[What this task involves]
In the sequencing article, rewrite everything from "A looming question" down to "the Genome-in-a-bottle reference)." with "STRs" changed to "short tandem repeats".

[Source document]
....

A looming question is how data from the Revolocity will stack up against Illumina's X10. Both are claiming approximately human genomes at around $1K, but are these equivalent genomes? Given that X10 offers 150bp paired end, or 5 times the read length, what sort of variation can X10 detect better? For example, how well can you call STRs (or what is the upper limit on allele size) on each instrument? Complete had in the past released a number of datasets, and I would urge them to release some standard human genomes as raw data (such as the Genome-in-a-bottle reference).
It will be interesting to see how well Revolocity's promise of end-to-end automation and low staffing resonate with the marketplace. I realized from this I don't have any idea what library preparation methods are popular with X10/X5 sites. For example, a small number (3-4) NeoPrep devices could in theory keep a HiSeq X10 farm happy, though these require DNA to be sheared upstream of the NeoPrep. Hopefully the end-to-end, any biological sample aspect of Revolocity will not just be a lure for those with purchasing authority but far removed from actual operation.
Which gets to the big question: how many more institutions are really looking to plunk down $10+M in capital for a lab that burns another $10M-$20M a year in reagents (plus the rental cost of the floor space!)? At the outset, BGI's machine appears to be slightly inferior on throughput to Illumina's -- but will prospective buyers care about that difference? BGI/Complete is also coming in quite above the 5X system from Illumina, ceding the market for folks who want to do only 5K-7K genomes per year.
Off in the mist is a very different vision of population-scale human genome sequencing. Oxford Nanopore proposes that their PromethION device, running with an array of 48 flowcells that each sport 4000 pores and running at the future higher speed, will meet or exceed the throughput of X10 or Revolocity at potentially far lower cost. Coupled to the Voltrax sample/library preparation device, end-to-end might be possible. More importantly, this would offer long (but noisy) reads, capable of resolving far more complex structural variants (if the input material is also long). All of this with the footprint of an iPad! But, the important catch is that while Oxford has now demonstrated success with the original MinION, PromethION, denser chips, higher pore speeds and Voltrax are all future releases.
Which vision of population-scale genomics will dominate the next few years? An integrated factory of uber-short read sequencers? A factory of somewhat longer (but still short) read sequencers with user-defined sample and library prep? Or long, noisy reads run on something that will fit in an overhead bin -- but not available (if at all) for many months? In the span of two decades we've come a long way from dreaming of a 1Mb/day factory -- but do we still need a factory?

....

Stored data entries
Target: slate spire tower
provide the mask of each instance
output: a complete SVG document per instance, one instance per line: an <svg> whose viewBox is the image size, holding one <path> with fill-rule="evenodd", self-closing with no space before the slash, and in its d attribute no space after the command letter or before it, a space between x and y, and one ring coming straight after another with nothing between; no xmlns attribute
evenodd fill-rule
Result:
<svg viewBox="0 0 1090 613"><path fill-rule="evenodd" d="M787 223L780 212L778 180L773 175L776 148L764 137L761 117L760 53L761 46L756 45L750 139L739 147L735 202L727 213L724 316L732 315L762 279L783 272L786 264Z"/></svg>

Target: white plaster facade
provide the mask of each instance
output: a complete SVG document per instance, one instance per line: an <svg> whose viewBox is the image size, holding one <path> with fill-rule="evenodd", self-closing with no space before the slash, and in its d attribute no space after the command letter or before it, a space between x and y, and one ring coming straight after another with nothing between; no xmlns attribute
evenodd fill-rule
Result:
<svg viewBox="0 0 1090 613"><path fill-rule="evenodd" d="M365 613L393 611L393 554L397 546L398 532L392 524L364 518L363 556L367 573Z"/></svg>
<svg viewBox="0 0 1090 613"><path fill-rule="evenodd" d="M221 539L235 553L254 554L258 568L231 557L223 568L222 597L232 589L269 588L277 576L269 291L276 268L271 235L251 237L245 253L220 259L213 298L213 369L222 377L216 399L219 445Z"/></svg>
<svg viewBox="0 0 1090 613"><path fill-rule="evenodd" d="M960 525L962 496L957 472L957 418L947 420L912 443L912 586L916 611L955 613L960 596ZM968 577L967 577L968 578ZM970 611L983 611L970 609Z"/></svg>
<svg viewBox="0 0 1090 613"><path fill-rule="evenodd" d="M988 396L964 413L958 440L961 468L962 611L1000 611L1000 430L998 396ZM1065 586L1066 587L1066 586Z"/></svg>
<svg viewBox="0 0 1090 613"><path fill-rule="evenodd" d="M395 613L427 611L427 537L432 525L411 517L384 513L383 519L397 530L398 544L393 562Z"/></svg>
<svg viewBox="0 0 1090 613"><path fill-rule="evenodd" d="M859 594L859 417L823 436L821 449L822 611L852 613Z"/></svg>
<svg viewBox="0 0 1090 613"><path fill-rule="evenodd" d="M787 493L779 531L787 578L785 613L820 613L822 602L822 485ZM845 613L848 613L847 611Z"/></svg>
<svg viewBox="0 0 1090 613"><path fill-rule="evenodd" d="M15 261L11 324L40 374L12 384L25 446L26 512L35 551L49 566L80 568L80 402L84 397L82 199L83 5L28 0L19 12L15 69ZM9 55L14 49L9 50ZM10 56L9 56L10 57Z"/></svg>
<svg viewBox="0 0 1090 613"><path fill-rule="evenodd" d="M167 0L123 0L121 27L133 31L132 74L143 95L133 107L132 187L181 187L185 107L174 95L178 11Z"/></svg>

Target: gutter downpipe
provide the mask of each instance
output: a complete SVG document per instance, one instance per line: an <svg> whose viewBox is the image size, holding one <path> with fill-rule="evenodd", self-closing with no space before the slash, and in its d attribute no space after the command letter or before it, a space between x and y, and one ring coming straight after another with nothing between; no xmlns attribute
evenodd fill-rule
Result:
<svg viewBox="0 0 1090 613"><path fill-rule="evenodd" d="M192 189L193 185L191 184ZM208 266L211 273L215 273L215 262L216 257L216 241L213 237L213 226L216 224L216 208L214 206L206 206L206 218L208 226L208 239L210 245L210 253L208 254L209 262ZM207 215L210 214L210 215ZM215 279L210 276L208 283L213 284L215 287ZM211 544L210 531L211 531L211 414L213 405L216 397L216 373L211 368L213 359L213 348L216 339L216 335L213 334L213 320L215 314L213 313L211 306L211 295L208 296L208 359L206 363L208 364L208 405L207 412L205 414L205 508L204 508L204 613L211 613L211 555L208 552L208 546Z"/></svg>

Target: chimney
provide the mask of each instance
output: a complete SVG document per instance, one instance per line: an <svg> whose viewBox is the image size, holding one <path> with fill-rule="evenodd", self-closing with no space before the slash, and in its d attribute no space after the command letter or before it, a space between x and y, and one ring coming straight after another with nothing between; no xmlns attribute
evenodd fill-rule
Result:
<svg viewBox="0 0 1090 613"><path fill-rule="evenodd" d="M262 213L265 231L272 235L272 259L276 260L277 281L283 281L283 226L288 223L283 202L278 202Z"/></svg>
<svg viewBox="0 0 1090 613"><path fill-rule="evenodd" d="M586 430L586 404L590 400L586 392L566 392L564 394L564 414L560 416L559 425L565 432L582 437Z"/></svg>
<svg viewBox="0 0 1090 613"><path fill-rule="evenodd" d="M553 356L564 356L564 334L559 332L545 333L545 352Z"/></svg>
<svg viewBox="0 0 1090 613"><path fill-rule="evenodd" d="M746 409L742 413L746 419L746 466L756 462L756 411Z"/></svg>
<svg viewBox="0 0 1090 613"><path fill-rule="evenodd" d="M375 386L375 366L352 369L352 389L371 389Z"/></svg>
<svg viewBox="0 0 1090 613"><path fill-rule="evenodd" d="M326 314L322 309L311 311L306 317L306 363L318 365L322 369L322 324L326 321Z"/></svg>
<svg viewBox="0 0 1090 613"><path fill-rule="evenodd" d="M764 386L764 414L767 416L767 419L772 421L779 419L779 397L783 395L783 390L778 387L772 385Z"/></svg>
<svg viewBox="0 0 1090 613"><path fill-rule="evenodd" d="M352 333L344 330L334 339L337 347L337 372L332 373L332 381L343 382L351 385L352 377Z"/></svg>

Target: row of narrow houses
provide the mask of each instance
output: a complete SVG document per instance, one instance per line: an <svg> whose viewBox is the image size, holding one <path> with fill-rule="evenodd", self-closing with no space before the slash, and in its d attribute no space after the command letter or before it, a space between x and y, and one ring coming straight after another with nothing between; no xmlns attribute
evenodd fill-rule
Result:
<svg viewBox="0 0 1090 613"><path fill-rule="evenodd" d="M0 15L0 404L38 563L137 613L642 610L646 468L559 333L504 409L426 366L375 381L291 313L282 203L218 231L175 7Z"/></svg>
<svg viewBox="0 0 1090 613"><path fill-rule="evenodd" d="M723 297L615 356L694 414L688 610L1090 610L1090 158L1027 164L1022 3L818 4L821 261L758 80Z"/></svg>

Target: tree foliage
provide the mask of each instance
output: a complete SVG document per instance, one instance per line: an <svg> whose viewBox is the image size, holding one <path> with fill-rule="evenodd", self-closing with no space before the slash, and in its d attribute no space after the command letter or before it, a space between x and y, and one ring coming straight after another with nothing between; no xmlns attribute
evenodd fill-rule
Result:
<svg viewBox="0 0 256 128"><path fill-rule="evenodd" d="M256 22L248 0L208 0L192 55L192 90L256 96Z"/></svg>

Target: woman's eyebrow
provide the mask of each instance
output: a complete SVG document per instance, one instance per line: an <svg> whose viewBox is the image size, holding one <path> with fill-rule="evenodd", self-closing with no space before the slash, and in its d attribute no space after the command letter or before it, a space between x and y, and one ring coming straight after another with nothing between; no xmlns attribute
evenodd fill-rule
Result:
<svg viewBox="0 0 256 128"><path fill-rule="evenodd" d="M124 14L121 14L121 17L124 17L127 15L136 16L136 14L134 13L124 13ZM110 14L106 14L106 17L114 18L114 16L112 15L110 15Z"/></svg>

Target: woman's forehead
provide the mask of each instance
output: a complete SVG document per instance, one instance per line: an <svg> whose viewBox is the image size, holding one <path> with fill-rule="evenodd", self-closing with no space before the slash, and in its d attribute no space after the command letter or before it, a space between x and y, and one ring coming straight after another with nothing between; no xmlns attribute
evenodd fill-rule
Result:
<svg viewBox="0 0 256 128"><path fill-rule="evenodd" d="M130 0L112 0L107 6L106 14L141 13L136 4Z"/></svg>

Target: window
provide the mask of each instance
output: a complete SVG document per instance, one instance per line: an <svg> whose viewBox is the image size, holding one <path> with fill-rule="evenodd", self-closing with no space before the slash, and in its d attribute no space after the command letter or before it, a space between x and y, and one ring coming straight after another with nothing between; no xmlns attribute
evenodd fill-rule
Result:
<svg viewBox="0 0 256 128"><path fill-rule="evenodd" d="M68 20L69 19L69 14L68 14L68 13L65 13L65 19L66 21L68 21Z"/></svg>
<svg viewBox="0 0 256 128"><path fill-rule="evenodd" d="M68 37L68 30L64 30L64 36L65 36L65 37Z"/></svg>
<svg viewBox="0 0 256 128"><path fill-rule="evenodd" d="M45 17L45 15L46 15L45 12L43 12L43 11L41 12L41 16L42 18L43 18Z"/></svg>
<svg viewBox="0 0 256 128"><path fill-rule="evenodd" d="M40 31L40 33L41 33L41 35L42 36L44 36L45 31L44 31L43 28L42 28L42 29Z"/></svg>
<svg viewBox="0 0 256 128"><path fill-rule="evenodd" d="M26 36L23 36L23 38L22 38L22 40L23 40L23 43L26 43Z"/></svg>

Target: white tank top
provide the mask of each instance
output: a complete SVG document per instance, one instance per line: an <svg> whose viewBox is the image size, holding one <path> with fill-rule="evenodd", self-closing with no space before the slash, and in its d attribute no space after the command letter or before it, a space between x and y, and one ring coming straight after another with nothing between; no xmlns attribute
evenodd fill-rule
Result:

....

[Answer to this problem]
A looming question is how data from the Revolocity will stack up against Illumina's X10. Both are claiming approximately human genomes at around $1K, but are these equivalent genomes? Given that X10 offers 150bp paired end, or 5 times the read length, what sort of variation can X10 detect better? For example, how well can you call short tandem repeats (or what is the upper limit on allele size) on each instrument? Complete had in the past released a number of datasets, and I would urge them to release some standard human genomes as raw data (such as the Genome-in-a-bottle reference).